▶ _Records for this exercise_:
** begin **

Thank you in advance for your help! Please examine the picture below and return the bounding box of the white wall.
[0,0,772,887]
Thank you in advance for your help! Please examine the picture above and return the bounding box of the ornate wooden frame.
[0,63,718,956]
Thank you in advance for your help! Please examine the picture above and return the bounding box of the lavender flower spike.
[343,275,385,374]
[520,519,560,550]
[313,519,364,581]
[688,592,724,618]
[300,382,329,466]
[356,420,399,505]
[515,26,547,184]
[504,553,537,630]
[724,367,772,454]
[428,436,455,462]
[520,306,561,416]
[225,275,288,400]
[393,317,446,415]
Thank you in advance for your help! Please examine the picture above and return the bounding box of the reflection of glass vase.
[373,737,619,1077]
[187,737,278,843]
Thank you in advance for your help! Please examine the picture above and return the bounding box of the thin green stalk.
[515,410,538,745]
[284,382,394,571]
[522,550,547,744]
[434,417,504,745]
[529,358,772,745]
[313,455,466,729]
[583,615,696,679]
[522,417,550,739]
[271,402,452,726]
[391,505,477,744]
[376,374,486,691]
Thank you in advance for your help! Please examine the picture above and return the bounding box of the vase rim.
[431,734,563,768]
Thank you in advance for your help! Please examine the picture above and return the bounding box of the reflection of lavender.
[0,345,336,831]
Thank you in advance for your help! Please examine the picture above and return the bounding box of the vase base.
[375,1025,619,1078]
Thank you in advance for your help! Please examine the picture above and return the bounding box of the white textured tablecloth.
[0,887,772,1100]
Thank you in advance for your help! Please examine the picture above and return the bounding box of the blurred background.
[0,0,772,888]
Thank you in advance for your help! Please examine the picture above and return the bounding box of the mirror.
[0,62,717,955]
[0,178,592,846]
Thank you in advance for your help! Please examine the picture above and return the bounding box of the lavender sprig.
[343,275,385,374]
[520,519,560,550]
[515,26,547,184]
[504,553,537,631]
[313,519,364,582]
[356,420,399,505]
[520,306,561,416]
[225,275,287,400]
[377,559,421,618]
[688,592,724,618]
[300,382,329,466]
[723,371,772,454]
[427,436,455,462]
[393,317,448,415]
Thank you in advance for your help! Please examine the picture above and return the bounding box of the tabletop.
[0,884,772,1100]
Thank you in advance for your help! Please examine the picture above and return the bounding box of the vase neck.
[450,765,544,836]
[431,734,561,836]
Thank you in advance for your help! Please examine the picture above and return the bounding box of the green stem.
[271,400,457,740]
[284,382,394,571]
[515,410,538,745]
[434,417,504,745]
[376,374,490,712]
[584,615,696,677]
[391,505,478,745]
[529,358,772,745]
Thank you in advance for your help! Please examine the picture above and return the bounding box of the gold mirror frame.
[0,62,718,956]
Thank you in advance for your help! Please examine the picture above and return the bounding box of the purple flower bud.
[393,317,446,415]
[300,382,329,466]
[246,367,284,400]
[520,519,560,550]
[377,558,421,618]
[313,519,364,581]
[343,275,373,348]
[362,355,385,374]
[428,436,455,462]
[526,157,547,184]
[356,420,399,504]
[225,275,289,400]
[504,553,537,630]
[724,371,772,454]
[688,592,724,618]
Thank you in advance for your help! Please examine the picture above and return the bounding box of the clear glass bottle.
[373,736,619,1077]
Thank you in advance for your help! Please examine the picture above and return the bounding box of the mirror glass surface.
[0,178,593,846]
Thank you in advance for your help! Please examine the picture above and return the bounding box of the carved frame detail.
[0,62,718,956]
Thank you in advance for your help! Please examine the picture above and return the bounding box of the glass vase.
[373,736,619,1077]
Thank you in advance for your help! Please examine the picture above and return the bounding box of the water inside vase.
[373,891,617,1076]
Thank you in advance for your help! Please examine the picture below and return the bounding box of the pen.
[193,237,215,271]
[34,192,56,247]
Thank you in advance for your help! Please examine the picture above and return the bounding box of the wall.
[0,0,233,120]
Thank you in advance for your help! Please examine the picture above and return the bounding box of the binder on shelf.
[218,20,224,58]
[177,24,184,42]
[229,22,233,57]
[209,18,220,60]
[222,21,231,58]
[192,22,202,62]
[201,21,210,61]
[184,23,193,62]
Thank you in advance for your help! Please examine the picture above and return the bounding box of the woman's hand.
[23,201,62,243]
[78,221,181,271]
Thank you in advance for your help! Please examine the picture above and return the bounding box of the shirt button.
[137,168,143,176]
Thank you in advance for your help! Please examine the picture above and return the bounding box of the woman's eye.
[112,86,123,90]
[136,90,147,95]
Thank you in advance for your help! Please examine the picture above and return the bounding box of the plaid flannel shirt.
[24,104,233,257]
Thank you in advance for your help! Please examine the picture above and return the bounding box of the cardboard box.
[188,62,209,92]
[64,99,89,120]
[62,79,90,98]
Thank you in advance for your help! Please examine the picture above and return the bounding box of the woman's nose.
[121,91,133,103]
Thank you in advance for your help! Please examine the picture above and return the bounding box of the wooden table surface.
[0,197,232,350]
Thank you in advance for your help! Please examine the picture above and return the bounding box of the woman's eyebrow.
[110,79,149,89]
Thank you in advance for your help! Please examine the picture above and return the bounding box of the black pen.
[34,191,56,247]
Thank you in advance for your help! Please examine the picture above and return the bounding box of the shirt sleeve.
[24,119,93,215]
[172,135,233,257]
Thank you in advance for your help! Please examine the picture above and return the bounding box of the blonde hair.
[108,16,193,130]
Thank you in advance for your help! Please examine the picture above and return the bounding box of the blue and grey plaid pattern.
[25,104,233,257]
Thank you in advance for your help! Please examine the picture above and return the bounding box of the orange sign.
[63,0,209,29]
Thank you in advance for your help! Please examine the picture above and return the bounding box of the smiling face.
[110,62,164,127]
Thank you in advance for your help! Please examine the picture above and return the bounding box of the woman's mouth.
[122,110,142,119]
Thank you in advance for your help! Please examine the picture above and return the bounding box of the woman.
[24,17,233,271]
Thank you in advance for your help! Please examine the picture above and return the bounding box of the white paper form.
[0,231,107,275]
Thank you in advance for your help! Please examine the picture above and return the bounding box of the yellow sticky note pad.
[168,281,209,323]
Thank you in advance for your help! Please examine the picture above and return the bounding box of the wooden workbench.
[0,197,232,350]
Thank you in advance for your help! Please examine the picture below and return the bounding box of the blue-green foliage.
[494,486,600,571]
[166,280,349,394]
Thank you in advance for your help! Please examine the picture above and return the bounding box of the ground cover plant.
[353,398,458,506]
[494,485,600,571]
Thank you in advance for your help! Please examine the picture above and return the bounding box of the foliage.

** end **

▶ _Task brief_: Could you quote, word for word, the part of the records above that opens with the line containing "the blue-green foliage." and closes with the line containing "[494,485,600,571]", both of those lines included?

▶ _Solution_:
Thank you in advance for your help! Please examine the picture below and return the bounding box of the blue-green foliage.
[494,486,600,571]
[166,280,349,394]
Thank you in advance for your help! Please examine the picture above and return the bounding box of the ground cover plant.
[353,398,458,506]
[494,485,600,571]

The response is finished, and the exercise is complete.